## EXERCISE DESCRIPTION
Reproduce the records that follow, substituting "one instance on each line" for every occurrence of "one instance per line" and leaving all other text unchanged.
[START DATASET ROWS]
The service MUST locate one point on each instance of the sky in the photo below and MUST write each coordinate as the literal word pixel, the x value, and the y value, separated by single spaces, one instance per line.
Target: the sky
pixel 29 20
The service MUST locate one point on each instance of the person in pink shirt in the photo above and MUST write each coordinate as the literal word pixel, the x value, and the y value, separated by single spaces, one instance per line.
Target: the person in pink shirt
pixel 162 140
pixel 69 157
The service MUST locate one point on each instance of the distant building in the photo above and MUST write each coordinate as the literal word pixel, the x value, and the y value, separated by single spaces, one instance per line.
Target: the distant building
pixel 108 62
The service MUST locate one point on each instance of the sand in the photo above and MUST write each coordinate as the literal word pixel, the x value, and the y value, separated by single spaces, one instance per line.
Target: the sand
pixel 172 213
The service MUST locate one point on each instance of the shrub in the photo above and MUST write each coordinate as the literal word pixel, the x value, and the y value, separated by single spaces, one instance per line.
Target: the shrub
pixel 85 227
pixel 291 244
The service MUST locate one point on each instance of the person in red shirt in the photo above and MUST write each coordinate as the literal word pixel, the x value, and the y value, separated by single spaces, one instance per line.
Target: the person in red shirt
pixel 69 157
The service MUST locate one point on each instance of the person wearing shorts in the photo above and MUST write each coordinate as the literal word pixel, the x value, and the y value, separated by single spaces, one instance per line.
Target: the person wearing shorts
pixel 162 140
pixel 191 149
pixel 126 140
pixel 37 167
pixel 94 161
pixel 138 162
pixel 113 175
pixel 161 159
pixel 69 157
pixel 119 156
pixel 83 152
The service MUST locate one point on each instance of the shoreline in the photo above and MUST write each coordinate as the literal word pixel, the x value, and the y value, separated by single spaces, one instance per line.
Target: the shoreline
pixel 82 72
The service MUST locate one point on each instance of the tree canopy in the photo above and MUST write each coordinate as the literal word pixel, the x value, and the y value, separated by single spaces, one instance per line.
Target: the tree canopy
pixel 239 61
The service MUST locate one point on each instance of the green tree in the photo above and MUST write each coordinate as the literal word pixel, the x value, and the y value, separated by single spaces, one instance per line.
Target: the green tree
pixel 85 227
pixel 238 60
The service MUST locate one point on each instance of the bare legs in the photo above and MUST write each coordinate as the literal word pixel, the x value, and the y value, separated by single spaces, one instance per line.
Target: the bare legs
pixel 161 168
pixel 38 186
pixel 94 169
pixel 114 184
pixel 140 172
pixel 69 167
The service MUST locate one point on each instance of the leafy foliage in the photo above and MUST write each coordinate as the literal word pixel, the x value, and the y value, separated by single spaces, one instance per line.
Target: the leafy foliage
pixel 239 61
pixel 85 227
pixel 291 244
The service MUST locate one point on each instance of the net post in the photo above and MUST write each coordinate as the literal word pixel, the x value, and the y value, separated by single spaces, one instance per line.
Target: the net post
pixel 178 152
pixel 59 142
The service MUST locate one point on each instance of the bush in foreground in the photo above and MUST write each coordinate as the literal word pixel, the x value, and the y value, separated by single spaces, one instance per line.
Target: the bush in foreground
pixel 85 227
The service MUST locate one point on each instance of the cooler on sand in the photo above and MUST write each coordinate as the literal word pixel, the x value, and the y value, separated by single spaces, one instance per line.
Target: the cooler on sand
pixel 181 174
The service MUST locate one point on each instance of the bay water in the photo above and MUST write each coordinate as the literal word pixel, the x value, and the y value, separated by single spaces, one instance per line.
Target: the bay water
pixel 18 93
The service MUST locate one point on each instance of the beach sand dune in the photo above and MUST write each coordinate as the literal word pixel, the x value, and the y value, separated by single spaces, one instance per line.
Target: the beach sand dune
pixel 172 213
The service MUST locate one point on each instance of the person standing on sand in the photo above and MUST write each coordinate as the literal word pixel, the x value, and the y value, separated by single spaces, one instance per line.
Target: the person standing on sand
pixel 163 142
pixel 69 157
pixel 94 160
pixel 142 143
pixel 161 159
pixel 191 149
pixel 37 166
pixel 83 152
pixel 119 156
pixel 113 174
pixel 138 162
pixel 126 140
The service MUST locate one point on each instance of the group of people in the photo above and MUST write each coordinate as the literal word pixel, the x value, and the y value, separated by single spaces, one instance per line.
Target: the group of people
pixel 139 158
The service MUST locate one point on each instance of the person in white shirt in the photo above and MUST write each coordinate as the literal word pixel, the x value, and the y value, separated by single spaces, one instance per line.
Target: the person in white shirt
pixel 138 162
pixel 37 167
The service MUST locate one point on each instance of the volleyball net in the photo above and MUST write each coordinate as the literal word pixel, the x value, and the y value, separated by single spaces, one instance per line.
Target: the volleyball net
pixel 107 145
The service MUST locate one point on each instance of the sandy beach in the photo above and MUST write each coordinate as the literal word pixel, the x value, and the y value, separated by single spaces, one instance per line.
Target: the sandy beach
[END DATASET ROWS]
## THE REPLY
The service MUST locate one point on each instance of the sky in the photo below and MUST write each coordinate as the literal word pixel, the x value, and the y value, separated by single spaces, one instance on each line.
Target: the sky
pixel 29 20
The service MUST locate one point on each instance of the person in pink shirt in the photo above and MUST write each coordinate as the literal word pixel, the x value, and the y value, separated by single spaces, one instance on each line.
Target: the person in pink shirt
pixel 162 140
pixel 69 157
The service MUST locate one point on each instance of the distant building in the photo above and MUST write each coordinate as the literal word pixel, the x value, and the y value, separated by single spaces, one instance on each line.
Target: the distant building
pixel 108 62
The service MUST locate one point on each instance of the sand in the photo above and MUST write each coordinate as the literal word pixel, the x value, and the y value, separated by single spaces, one instance on each line.
Target: the sand
pixel 172 213
The service MUST locate one point on each instance of the shrub in the photo above and MUST write each coordinate as the literal word pixel, the x value, and the y value, separated by single spaces, one instance on each line.
Target: the shrub
pixel 85 227
pixel 291 244
The service MUST locate one point on each instance of the person in red shirt in the photo above and MUST write each coordinate as the literal word pixel, the x value, and the y value, separated by single spaces, one instance on each line.
Target: the person in red shirt
pixel 69 157
The service MUST locate one point on each instance of the person wearing shorts in the photo above and MUST write each coordinate as the literal word pixel, the x value, and the y value, separated by single spaces, one instance on each line.
Target: the person wearing shorts
pixel 162 140
pixel 191 149
pixel 126 140
pixel 37 167
pixel 94 161
pixel 138 162
pixel 113 175
pixel 161 159
pixel 69 157
pixel 119 156
pixel 83 152
The service MUST locate one point on each instance of the shoreline in the photo above and MUST write each coordinate as the literal word pixel, the x value, and the y value, separated by single spaces, one instance on each line.
Target: the shoreline
pixel 82 72
The service MUST locate one point on each instance of the tree canopy in the photo above and MUST write each coordinate as the literal word pixel, the x value, and the y value, separated by single spaces, one instance on each line.
Target: the tree canopy
pixel 239 61
The service MUST locate one point on each instance of the green tree in the photo above and MUST write each coordinate as the literal word pixel, the x value, and the y value, separated by single spaces, one instance on each line.
Target: the green tree
pixel 85 227
pixel 238 60
The service MUST locate one point on each instance of the bare legs in the photo above and MUST write each coordinate as the literal word pixel, the x value, and the y value, separated by single spaces, one instance on each line.
Target: the bare legs
pixel 161 168
pixel 38 186
pixel 94 169
pixel 114 184
pixel 140 172
pixel 69 167
The service MUST locate one point on each instance of the leafy foliage in the photo above and MUST write each coordinate as the literal word pixel, the x value, and the y value, separated by single spaces, one instance on each line.
Target: the leafy foliage
pixel 239 61
pixel 85 227
pixel 291 244
The service MUST locate one point on each instance of the net post in the photo above and MUST write each coordinate as the literal word pixel, the x value, and the y value, separated by single spaces, one instance on each line.
Target: the net post
pixel 178 152
pixel 59 142
The service MUST locate one point on each instance of the bush in foreground in the photo above and MUST write each coordinate as the literal word pixel, the x value, and the y value, separated by single spaces, one instance on each line.
Target: the bush in foreground
pixel 85 227
The service MUST locate one point on each instance of the cooler on sand in the photo above and MUST write each coordinate as the literal word pixel, the x value, and the y value, separated by single spaces, one instance on each line.
Target: the cooler on sand
pixel 181 174
The service MUST locate one point on each instance of the bay water in the photo above and MUST write each coordinate as the literal word pixel, the x value, and the y value, separated by single spaces, one instance on each line.
Target: the bay water
pixel 18 93
The service MUST locate one point on each instance of the beach sand dune in the photo above and MUST write each coordinate as the literal word pixel, the x value, and the y value, separated by single spaces, one instance on each line.
Target: the beach sand dune
pixel 172 213
The service MUST locate one point on each instance of the person standing on sand in the photo above and MUST write each coordinate as the literal word pixel, the x value, and the y value, separated by single spaces, one instance on each line.
Target: the person standing on sand
pixel 163 142
pixel 69 157
pixel 94 160
pixel 142 143
pixel 161 159
pixel 191 149
pixel 37 166
pixel 83 152
pixel 119 156
pixel 113 174
pixel 138 162
pixel 126 140
The service MUST locate one point on each instance of the group of people in the photo above and MUST write each coordinate as the literal word pixel, the x value, and the y value, separated by single spaces, one instance on each line.
Target: the group of people
pixel 139 158
The service MUST locate one point on each instance of the person in white shirt in the photo above and MUST write each coordinate as the literal word pixel, the x value, and the y value, separated by single spaces, one instance on each line.
Target: the person in white shirt
pixel 138 162
pixel 37 167
The service MUST locate one point on each instance of the volleyball net in the photo above and MUST write each coordinate as the literal word pixel, the x value, and the y value, separated by single spaces, one instance on each line.
Target: the volleyball net
pixel 107 145
The service MUST locate one point on each instance of the sandy beach in the photo above and MUST write each coordinate as the literal word pixel, the x value, and the y value, separated by single spaces, one instance on each line.
Target: the sandy beach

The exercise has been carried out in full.